> _Given passage_
I normally rely on friends or the skilled hair-dryer handed people at a blow-dry salon to do me a little up-do for special occasion or when my hair is particularly loathsome. Over the past few weeks I’ve collected some useful tools and collated a mini hair inspiration gallery to help me hone suitable styles for my hair type. Having apparently missed the stage of childhood where you learnt to braid hair and being uncoordinated means these hints and tips are for beginners – don’t expect to learn expert styles or anything that takes more than 10 minutes. Let’s not run before we can walk.
Easy up-dos….the sock-bun seems to be trending:
Alternatively you can grab cheap hair accessories from H&M to recreate a similar look with a trusty doughnut. Don’t get the XXL versions, they sort of give the game away:
Salt spray has long been heralded as the key to getting beachy hair. Sometimes it works a treat, other times I look like I have crispy dry, messy, flat hair. The only authentic beach hair I can master is a swim in the ocean, which tricky when you live in southwest london:
Check out wavy gravy for more tips:
No-styling loose waves – if you have long-ish, fine hair then a quick (no tools required) way to get wavy hair is to wait until hair is 85% dry and then smooth serum through the lengths. Twist up into a bun, fasten with a thin hairband and spritz with hairspray or salt spray and wait for it to finish drying completely. When you unwind the bun, it should fall into loose waves. If the curls are too tight or there’s some unevenness, put in a ponytail to allow some of the curls to drop slightly.

> _Task goal_
According to the hair-styling post, how dry should hair be before smoothing serum through it for no-styling loose waves? The records come from a separate source, not from the hair-styling post.

> _Extracted material_
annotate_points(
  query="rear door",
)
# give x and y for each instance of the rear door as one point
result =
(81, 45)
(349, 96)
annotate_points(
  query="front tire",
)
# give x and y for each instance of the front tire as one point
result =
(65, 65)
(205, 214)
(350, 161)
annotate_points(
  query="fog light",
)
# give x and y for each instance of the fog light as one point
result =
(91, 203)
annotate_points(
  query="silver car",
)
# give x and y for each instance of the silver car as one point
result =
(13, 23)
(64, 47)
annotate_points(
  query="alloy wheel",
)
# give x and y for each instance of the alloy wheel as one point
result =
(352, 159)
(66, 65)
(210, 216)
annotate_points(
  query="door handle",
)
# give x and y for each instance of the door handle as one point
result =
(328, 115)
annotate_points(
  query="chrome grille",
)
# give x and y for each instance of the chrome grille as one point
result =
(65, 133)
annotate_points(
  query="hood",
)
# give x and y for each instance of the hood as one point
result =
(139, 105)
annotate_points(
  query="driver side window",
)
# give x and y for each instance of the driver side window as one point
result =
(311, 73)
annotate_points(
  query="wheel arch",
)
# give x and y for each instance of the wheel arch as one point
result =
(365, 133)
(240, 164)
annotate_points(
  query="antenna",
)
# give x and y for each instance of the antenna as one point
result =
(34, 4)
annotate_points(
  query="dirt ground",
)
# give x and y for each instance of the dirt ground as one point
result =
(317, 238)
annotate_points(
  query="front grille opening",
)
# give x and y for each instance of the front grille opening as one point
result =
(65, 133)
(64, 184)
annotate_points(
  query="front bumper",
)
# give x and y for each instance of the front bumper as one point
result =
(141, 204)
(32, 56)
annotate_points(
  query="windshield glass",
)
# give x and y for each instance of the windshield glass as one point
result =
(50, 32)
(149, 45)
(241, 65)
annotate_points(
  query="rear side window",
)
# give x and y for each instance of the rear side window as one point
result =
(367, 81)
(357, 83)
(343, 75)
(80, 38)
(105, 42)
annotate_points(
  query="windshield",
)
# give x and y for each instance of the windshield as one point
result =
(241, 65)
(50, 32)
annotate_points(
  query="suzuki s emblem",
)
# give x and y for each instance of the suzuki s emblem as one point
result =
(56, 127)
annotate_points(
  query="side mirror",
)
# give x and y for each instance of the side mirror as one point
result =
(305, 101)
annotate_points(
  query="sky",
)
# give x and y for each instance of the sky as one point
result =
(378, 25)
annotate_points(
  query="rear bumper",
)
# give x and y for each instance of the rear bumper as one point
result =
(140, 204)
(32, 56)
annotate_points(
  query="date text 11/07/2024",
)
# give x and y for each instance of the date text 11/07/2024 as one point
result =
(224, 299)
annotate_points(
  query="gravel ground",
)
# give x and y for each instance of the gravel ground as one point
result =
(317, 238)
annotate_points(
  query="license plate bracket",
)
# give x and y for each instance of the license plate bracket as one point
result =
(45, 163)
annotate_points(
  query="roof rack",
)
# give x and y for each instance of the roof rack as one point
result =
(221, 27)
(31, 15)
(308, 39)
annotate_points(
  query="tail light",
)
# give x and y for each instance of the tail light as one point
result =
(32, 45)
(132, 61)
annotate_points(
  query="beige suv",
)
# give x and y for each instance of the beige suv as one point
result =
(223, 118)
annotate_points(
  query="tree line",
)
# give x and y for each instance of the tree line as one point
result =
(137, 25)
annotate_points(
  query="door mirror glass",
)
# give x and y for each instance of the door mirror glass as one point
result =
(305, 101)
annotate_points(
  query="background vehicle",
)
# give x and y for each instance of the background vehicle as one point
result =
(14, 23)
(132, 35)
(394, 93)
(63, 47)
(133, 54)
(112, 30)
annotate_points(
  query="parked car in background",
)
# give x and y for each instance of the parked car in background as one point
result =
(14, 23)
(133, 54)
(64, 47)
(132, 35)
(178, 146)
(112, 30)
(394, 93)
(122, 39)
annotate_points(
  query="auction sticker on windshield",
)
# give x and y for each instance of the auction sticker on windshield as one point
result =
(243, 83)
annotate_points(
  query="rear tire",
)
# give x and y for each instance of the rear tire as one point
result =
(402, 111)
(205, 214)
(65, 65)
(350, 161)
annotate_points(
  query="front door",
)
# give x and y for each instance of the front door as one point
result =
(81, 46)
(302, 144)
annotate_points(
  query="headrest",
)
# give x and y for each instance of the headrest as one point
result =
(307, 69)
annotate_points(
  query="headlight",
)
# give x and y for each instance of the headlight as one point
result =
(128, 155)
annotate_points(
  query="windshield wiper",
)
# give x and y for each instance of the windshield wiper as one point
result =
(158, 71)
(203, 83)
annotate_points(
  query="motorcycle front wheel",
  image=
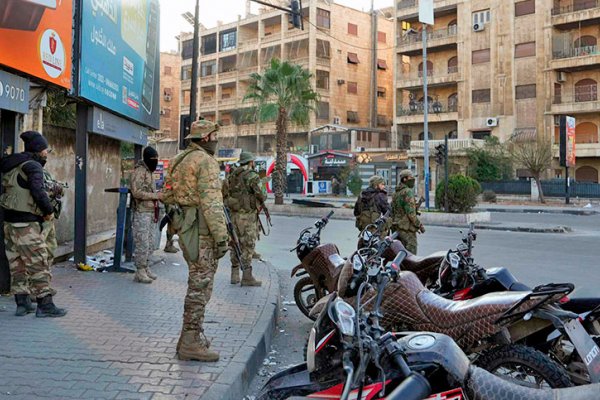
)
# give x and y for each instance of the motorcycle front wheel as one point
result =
(524, 366)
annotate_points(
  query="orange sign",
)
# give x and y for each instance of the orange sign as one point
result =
(36, 38)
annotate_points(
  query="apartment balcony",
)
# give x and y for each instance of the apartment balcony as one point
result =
(413, 80)
(411, 44)
(578, 100)
(413, 113)
(456, 147)
(570, 14)
(576, 58)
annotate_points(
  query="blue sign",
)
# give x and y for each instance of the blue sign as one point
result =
(120, 59)
(14, 93)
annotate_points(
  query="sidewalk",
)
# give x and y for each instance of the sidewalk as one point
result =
(118, 339)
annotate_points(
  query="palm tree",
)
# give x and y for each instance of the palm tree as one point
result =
(283, 93)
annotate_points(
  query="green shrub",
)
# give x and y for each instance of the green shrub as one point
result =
(462, 194)
(489, 196)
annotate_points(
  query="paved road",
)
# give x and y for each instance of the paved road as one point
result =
(534, 258)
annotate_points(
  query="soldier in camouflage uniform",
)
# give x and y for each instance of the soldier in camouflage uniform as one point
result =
(243, 196)
(404, 212)
(193, 187)
(28, 227)
(145, 213)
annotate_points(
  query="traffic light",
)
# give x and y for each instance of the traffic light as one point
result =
(296, 16)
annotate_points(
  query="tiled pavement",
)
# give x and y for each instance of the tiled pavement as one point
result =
(118, 339)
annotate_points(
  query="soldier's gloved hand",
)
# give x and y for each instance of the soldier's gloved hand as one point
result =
(222, 248)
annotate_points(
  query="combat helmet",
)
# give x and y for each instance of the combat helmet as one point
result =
(201, 129)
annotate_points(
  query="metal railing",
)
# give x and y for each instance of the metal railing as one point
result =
(575, 6)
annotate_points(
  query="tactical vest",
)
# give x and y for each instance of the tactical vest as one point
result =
(240, 199)
(15, 197)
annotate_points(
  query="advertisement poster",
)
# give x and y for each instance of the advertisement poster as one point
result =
(119, 66)
(36, 38)
(570, 142)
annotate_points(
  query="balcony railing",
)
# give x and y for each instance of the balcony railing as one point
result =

> _Exercise solution_
85% dry